> Data shown:
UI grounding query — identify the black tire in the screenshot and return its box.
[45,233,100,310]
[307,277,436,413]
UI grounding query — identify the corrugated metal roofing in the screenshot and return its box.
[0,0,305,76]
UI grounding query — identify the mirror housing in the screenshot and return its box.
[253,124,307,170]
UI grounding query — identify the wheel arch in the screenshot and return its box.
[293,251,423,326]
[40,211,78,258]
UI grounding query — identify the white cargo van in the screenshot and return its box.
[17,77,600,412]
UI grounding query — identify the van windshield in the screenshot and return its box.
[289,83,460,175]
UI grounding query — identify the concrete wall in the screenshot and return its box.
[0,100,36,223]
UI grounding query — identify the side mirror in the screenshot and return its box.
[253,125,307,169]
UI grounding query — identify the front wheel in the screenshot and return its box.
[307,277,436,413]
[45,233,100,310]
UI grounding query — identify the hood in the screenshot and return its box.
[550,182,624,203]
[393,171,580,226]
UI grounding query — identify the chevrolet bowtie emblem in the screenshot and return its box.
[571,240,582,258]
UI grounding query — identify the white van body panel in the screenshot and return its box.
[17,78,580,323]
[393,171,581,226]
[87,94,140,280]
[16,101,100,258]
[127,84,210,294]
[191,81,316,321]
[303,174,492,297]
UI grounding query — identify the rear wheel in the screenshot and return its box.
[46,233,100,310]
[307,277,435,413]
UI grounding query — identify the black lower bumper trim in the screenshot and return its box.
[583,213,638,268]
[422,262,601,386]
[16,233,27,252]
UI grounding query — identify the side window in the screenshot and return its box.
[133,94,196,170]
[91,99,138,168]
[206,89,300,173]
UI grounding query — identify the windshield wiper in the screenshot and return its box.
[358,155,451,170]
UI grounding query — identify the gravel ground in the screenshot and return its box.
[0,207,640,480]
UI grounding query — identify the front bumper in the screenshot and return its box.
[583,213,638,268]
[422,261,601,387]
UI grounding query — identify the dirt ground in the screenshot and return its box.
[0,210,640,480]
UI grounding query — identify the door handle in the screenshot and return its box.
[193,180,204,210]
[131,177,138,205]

> Description of the task:
Rewrite the stretch from the line containing "UI grounding query — identify the door" through the end of the material, changing "door handle" to "door latch" and keeping everything else the same.

> Solved problem:
UI grounding query — identify the door latch in the screenshot and return its box.
[193,180,204,210]
[131,177,138,205]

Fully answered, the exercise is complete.